Assignment: Give back every record below, character for character.

Dataset content:

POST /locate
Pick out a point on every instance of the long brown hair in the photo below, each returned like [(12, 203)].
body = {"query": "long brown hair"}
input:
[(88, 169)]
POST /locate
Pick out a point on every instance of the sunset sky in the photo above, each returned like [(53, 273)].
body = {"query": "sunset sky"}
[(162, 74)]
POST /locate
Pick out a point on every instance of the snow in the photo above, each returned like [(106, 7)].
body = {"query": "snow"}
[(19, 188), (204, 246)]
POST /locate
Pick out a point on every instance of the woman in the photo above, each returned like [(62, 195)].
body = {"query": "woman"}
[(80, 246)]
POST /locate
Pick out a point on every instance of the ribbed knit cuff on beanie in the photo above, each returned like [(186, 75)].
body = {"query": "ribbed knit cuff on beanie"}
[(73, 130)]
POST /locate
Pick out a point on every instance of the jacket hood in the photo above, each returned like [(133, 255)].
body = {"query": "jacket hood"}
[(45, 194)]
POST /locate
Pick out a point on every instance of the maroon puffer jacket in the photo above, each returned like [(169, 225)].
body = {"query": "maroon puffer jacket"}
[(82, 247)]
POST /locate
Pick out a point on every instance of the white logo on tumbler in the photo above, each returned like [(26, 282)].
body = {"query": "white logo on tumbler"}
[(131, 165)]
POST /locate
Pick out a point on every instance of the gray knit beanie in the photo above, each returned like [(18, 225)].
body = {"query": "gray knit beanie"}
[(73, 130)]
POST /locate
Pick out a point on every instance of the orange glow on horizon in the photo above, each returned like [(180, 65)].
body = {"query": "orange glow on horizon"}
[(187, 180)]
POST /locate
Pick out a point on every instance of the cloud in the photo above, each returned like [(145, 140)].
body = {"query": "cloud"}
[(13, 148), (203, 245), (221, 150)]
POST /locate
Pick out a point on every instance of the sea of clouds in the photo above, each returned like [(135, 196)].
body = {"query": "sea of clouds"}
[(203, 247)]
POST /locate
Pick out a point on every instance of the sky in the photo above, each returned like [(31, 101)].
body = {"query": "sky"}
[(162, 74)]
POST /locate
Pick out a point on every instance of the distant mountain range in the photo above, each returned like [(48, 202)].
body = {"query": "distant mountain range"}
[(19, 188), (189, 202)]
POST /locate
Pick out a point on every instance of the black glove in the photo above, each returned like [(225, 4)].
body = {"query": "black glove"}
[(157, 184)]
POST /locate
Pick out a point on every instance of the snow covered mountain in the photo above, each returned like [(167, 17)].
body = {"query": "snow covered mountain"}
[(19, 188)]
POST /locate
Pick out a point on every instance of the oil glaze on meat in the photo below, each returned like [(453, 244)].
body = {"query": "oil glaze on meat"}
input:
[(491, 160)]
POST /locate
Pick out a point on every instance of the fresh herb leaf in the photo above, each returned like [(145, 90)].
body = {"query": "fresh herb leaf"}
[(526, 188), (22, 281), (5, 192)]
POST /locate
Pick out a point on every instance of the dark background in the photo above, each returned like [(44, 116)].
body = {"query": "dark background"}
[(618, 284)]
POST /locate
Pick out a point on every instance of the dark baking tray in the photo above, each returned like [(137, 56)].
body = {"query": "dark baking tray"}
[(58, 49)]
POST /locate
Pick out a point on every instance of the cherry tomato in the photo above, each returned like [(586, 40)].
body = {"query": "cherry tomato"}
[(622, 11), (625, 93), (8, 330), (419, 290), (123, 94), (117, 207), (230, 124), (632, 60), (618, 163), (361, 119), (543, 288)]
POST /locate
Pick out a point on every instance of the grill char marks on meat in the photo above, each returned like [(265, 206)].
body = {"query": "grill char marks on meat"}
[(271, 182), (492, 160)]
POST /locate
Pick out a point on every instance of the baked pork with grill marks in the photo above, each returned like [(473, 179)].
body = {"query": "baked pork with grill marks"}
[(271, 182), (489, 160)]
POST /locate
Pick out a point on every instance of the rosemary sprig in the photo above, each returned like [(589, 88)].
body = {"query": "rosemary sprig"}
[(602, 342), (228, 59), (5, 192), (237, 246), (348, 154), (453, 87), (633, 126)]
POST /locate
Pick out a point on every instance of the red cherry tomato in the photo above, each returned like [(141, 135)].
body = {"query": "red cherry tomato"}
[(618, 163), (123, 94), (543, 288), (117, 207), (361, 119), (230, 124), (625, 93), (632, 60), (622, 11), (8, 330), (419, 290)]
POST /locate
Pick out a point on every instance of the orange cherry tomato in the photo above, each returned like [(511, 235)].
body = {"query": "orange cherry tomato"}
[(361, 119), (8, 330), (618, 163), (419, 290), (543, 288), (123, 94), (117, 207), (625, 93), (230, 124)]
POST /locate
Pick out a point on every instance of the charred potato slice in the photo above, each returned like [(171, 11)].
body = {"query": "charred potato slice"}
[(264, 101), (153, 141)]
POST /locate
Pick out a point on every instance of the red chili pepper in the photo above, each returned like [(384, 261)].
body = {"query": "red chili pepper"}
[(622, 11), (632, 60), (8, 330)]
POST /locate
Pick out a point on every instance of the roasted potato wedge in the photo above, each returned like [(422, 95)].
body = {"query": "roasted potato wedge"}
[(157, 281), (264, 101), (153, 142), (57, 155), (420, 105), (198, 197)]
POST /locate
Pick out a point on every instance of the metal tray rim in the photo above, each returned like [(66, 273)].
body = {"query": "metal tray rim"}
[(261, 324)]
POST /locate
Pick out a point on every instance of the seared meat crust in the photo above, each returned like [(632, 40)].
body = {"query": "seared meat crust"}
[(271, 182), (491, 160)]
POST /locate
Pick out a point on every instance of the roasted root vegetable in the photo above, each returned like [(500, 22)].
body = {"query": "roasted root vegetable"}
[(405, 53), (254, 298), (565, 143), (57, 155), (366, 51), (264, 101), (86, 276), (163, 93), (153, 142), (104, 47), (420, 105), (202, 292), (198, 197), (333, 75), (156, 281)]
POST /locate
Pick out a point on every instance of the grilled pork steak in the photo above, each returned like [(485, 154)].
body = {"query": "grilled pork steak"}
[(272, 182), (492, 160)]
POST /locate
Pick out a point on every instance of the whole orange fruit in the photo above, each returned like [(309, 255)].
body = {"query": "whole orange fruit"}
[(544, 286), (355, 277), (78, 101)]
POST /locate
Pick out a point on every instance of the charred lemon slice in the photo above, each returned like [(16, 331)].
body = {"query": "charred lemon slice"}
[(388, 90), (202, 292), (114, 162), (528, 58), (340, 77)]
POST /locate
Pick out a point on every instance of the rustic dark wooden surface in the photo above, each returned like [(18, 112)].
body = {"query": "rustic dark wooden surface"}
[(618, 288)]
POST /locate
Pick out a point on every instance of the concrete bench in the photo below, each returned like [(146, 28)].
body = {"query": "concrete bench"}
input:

Task response:
POST /locate
Pick out a point on every instance of the long brown hair in the photo below, each returned like [(12, 203)].
body = {"query": "long brown hair"}
input:
[(88, 169)]
POST /locate
Pick out a point on every instance of the sunset sky in the photo above, each returned like [(53, 273)].
body = {"query": "sunset sky"}
[(162, 74)]
POST /locate
Pick out a point on every instance of the snow in the photo above, each returned like [(106, 7)].
body = {"query": "snow"}
[(19, 188), (204, 246)]
POST /locate
Pick out a point on every instance of the woman in the photo above, each returned like [(62, 195)].
body = {"query": "woman"}
[(80, 246)]
POST /locate
Pick out a point on every instance of the ribbed knit cuff on beanie in the photo above, each returned like [(186, 75)].
body = {"query": "ribbed knit cuff on beanie"}
[(73, 130)]
POST /locate
Pick out a point on every instance of the jacket hood in the photo above, each returned like [(133, 255)].
body = {"query": "jacket hood"}
[(45, 194)]
POST /locate
Pick out a point on every instance of the maroon puffer jacket in the photo above, each returned like [(169, 225)].
body = {"query": "maroon puffer jacket"}
[(82, 247)]
POST /locate
Pick out a point on every instance of the white logo on tumbler in the photo above, each returned like [(26, 282)].
body = {"query": "white logo on tumbler"}
[(131, 165)]
POST /locate
Pick out a point on every instance of the gray knit beanie in the photo above, each returned like [(18, 225)].
body = {"query": "gray knit beanie"}
[(73, 130)]
POST /locate
Pick out a point on every instance of the orange glow on horizon in the photo above, each returned like [(180, 65)].
body = {"query": "orange glow on horizon"}
[(187, 180)]
POST /locate
Pick out a point on every instance of the cloud in the photo above, each returned like [(145, 140)].
body = {"query": "cloud"}
[(13, 148), (203, 245), (221, 150)]
POST /locate
Pick out a point on every instance of the sea of clouds in the photo above, each returned like [(135, 196)].
body = {"query": "sea of clouds"}
[(203, 247)]
POST /locate
Pick out a point on every instance of the sky in the photo above, each returned like [(31, 101)].
body = {"query": "sky"}
[(162, 74)]
POST /locate
Pick out a point on every instance of the distant mountain range in the photo above, each returned like [(48, 202)].
body = {"query": "distant mountain range"}
[(19, 188), (189, 202)]
POST /locate
Pick out a point on every instance of the black glove in the photo above, each returned like [(225, 4)].
body = {"query": "black glove"}
[(157, 184)]
POST /locate
Pick out a point on every instance of the snow covered mountain in the photo above, each returned like [(167, 17)].
body = {"query": "snow covered mountain"}
[(19, 188)]
POST /locate
Pick out a point on every instance of the oil glaze on meat in the photo below, each returned like [(453, 244)].
body = {"query": "oil glaze on meat"}
input:
[(491, 160)]
POST /locate
Pick out a point on every instance of the fresh herb leaf in the photo above, each returned like [(145, 90)].
body = {"query": "fresh herb leaf"}
[(526, 188), (22, 281), (5, 192)]
POST /locate
Pick out a point on every instance of the dark background in the photo above, each returned like [(44, 116)].
body = {"query": "dark background"}
[(618, 284)]
POST /locate
Pick out a point on every instance of the dark baking tray in the photo above, each returned like [(137, 56)].
body = {"query": "dark baking tray"}
[(58, 49)]
POST /locate
Pick out a point on every instance of the cherry tomato in the photo above, each returned like [(586, 40)].
body = {"query": "cherry tomato"}
[(622, 11), (625, 93), (8, 330), (419, 290), (123, 94), (117, 207), (230, 124), (632, 60), (618, 163), (361, 119), (543, 288)]
POST /locate
Pick out a point on every instance of the grill char marks on meat in the photo above, each returned like [(265, 206)].
body = {"query": "grill char marks on meat"}
[(271, 182), (492, 160)]
POST /locate
Pick out a point on every instance of the baked pork with grill marks in the photo above, each returned like [(473, 179)].
body = {"query": "baked pork with grill marks"}
[(271, 182), (489, 160)]
POST /locate
Pick out a point on every instance of the rosemary sprig in the photo above, each returned like [(589, 88)].
body = {"query": "rosemary sprig"}
[(602, 342), (228, 59), (5, 192), (237, 246), (348, 154), (453, 87), (633, 126)]
POST /locate
Pick out a point on every instance of the red cherry tomato in the photo above, each returned like [(141, 135)].
body = {"query": "red cherry tomato"}
[(618, 163), (123, 94), (543, 288), (117, 207), (361, 119), (230, 124), (625, 93), (632, 60), (622, 11), (8, 330), (419, 290)]
POST /locate
Pick out a point on every instance of the orange cherry tomato in the photo above, each returned like [(511, 235)].
body = {"query": "orange cherry tomato"}
[(361, 119), (8, 330), (618, 163), (419, 290), (543, 288), (123, 94), (117, 207), (625, 93), (230, 124)]
POST /locate
Pick out a point on every instance of the charred potato slice in the photo above, each returned like [(171, 11)].
body = {"query": "charred potato slice"}
[(264, 101), (153, 141)]
POST /locate
Pick out a point on every instance of the red chili pepper in the photo above, each returned like [(384, 261)].
body = {"query": "red chili pepper"}
[(622, 11), (632, 60), (8, 330)]
POST /locate
Pick out a point on every instance of the roasted potato wedge in the photo above, each returned like [(422, 95)].
body = {"query": "roasted potato wedge"}
[(157, 281), (264, 101), (153, 142), (57, 155), (420, 105), (198, 197)]
POST /locate
Pick out a point on every instance of the metal tray rim in the photo above, each returned like [(66, 273)].
body = {"query": "metal tray rim"}
[(261, 324)]
POST /locate
Pick out a point on every instance of the seared meat crust in the photo above, each returned like [(632, 40)].
body = {"query": "seared meat crust"}
[(271, 182), (491, 160)]
POST /locate
Pick out a point on every instance of the roasted root vegetable in the photo above, each returned like [(500, 22)].
body = {"query": "roasted root vegetable"}
[(405, 53), (254, 298), (565, 143), (57, 155), (366, 51), (264, 101), (86, 276), (163, 93), (153, 142), (104, 47), (420, 105), (202, 292), (198, 197), (333, 75), (156, 281)]
POST /locate
Pick out a point on every instance of the grilled pork steak in the photo above, each returned like [(485, 154)].
body = {"query": "grilled pork steak"}
[(272, 182), (492, 160)]
POST /locate
Pick out a point on every instance of the whole orange fruit in the photo above, each returned like [(309, 255)].
body = {"query": "whole orange fruit"}
[(544, 286), (355, 277), (78, 101)]
POST /locate
Pick out a point on every instance of the charred lemon slice in the photo above, each returned like [(16, 331)].
body = {"query": "charred lemon slice"}
[(388, 90), (202, 292), (114, 162), (528, 58), (340, 77)]
POST /locate
Pick out a point on every instance of the rustic dark wooden surface in the photo above, each returned like [(18, 112)].
body = {"query": "rustic dark wooden surface"}
[(618, 288)]
POST /locate
Pick out a point on every instance of the concrete bench in the photo below, each returned like [(146, 28)].
body = {"query": "concrete bench"}
input:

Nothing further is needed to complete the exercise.